TEXT PASSAGE:
::::::::::
Why it is awesome for blockchains

  • The root hash can be shared in consensus to insure that nodes have the same data in the tree. For example, in Snowblossom the UXTO root hash is from the UTXO hashed trie.
    • Then the shared root hash and the intermediate nodes can be used to prove the existence and completeness of any data in the tree to light clients or header only nodes.
    • As the structure has fixed rules, the proof can also prove that data isn't there. Example: by showing the parent node of where the data would be, if it existed.
  • If there is a reorg, or potential reorg the new root hashes can be updated based on the root hashes of the previous blocks. No need to back out changes or pick a chain, just apply all reasonable blocks to the hashed trie. Use whatever ends up winning. For example, lets say the trie is storing the transactions that have been confirmed as of the most recent block. Lets say we are on block 10000. Suppose there is a reorg so a new block 9997 comes in. We build the transaction trie for that simply taking the root hash from block 9996 and mutating from there. Then the new chain fork can be imported independently of the existing fork.
::::::::::
SUPPLIED DATA:
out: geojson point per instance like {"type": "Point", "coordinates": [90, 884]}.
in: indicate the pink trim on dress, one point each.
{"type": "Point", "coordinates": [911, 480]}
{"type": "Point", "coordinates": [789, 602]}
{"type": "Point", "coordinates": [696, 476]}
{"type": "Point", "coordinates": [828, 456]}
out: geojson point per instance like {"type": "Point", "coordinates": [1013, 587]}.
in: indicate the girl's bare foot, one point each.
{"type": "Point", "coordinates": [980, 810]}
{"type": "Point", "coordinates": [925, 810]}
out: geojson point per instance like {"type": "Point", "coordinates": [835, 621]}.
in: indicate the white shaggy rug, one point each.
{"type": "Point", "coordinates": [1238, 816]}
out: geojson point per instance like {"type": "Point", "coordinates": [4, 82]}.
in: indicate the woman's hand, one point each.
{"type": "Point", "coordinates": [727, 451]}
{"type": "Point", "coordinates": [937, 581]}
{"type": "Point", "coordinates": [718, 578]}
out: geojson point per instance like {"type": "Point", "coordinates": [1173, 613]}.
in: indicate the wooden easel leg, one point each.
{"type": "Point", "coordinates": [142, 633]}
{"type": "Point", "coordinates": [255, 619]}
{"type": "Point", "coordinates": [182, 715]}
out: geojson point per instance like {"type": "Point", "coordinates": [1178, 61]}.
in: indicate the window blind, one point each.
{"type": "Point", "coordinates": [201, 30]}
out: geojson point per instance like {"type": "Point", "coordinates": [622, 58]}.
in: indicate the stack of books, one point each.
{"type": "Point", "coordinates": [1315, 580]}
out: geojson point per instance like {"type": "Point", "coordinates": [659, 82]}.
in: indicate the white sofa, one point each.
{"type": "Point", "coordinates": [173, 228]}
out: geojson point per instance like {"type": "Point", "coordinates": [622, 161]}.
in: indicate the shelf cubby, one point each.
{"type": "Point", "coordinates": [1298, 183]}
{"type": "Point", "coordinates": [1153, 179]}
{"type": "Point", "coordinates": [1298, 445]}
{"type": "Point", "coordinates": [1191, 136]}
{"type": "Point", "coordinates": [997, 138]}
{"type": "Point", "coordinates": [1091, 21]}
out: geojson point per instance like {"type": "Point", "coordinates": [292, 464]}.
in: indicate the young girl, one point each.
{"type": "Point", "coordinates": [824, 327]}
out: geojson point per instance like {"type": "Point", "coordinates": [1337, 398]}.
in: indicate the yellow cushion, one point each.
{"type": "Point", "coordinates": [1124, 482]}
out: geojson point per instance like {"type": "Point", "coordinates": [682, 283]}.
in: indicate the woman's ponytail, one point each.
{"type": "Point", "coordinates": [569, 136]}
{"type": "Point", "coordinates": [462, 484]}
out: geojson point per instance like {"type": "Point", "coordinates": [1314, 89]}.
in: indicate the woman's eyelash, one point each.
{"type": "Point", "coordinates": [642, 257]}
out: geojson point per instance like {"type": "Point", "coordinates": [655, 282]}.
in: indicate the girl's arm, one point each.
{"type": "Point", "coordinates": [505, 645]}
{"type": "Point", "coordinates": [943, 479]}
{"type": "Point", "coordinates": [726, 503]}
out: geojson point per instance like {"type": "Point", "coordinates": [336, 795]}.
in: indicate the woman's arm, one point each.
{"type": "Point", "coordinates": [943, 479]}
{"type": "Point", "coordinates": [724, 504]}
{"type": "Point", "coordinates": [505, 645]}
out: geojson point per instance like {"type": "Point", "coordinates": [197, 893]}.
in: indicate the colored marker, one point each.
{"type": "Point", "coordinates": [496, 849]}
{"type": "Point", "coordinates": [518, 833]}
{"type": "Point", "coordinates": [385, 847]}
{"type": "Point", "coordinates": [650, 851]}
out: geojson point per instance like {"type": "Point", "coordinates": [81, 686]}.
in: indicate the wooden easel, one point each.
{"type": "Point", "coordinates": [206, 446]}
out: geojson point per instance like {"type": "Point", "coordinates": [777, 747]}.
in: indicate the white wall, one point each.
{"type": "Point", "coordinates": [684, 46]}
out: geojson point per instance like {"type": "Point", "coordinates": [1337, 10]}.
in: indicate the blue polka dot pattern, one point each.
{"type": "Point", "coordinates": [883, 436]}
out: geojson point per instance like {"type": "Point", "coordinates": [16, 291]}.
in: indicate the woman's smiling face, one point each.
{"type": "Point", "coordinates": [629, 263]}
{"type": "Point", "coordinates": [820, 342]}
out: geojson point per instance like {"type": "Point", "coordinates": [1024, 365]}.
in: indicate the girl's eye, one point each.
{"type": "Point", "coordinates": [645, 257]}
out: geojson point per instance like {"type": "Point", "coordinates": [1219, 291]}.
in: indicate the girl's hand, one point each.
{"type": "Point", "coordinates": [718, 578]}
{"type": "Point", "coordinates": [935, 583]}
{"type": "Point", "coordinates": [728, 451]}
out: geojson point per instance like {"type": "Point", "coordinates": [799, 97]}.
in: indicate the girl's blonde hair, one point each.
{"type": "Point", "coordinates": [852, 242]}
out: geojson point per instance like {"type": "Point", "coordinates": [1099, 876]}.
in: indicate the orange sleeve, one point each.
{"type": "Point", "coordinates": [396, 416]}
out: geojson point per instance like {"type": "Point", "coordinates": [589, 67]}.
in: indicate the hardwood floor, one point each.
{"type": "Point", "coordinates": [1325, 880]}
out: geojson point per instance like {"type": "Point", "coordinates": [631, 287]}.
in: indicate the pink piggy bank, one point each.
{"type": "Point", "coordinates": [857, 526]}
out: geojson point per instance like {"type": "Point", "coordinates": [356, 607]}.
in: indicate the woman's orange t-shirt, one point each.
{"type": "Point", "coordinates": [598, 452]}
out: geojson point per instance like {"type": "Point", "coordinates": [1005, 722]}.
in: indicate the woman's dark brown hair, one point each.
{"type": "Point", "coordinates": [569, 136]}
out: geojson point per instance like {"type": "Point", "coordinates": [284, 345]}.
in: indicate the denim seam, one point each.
::::::::::
GIVEN TASK: Pick up the passage on why hashed tries suit blockchains and continue it from its last sentence. The lines have no role in what is asked here.

ANSWER FOR THE TASK:
  • If we save the root hash for previous blocks, we can query the tree for the state of things at any previous block we want. This way, a client that is doing a long read of a bunch of stuff can pick and block and query everything relative to that even as new blocks are coming in.
  • Since for a blockchain ledger, we generally don't want to throw data away, the fact that nothing is ever pruned is fine.